→ **Set exercise**
Collect every line of the entries below that contains the string "rock", and list each line as it appears.

- - -

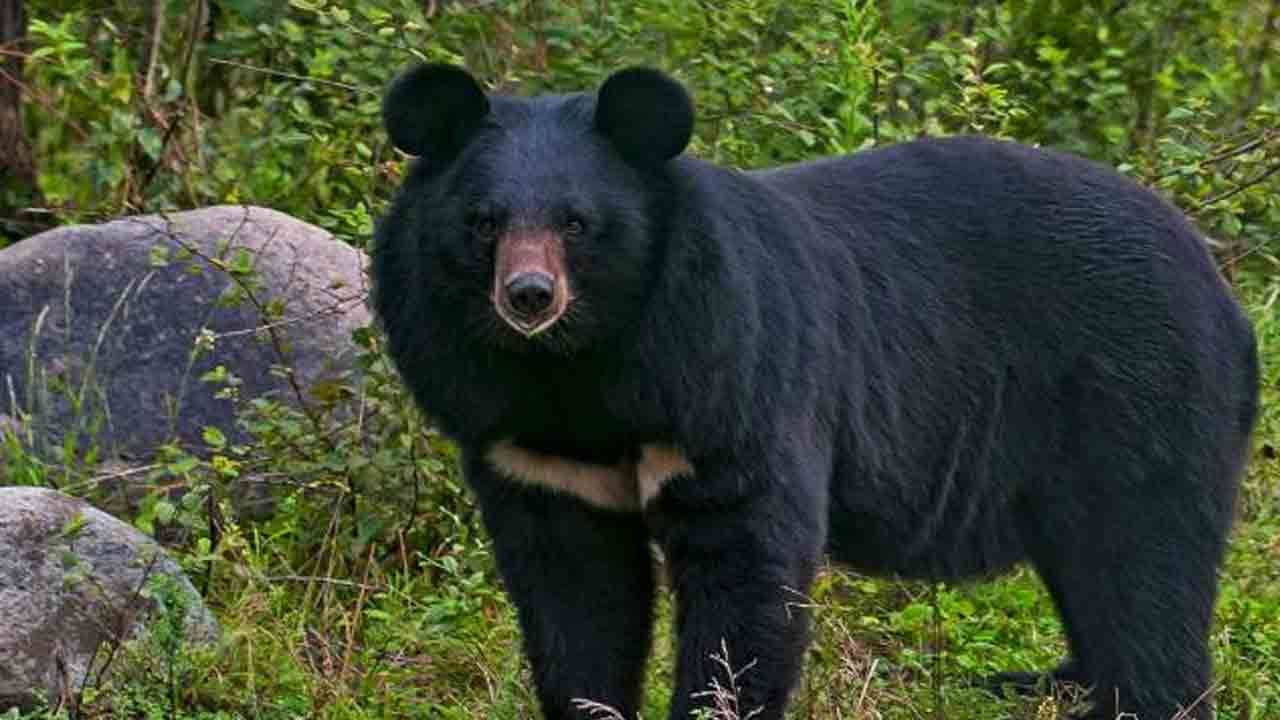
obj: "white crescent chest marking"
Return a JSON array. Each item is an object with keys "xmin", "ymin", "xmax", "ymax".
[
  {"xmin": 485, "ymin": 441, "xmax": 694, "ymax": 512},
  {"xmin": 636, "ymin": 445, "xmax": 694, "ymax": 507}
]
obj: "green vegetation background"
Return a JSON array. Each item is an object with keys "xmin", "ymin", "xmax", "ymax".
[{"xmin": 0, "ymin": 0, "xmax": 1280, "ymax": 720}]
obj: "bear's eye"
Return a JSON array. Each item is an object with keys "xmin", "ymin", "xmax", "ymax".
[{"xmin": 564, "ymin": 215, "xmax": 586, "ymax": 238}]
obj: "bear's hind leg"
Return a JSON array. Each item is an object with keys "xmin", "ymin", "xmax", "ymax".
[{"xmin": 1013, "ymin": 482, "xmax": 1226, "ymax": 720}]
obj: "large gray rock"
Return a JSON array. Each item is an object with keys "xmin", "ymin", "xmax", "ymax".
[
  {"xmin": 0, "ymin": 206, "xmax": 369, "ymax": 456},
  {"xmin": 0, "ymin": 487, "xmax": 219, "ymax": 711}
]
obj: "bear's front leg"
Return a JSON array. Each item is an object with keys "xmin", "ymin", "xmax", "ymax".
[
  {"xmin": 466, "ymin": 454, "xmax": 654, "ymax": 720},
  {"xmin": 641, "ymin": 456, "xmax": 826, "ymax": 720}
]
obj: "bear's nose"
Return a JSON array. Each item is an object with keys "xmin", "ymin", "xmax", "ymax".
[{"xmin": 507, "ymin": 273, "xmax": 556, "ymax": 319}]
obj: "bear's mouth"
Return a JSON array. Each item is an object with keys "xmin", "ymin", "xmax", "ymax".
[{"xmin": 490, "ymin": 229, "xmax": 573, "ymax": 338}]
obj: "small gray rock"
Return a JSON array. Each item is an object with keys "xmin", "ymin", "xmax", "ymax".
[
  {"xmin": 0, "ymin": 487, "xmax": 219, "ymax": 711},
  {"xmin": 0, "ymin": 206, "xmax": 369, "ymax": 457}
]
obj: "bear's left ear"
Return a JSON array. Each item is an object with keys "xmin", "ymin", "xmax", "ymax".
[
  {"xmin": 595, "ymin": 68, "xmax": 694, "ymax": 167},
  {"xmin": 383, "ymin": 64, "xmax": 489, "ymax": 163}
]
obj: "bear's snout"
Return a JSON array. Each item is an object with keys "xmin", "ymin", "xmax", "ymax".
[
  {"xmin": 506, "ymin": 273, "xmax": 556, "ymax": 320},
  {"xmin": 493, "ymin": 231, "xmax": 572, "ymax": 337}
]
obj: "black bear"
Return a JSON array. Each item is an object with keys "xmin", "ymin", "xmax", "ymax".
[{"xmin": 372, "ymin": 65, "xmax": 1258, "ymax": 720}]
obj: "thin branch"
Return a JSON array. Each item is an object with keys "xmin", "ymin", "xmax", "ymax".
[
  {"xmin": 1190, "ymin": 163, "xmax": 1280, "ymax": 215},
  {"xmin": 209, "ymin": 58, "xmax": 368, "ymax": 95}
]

- - -

→ **Answer to this task**
obj: "large gray rock"
obj: "small gray rock"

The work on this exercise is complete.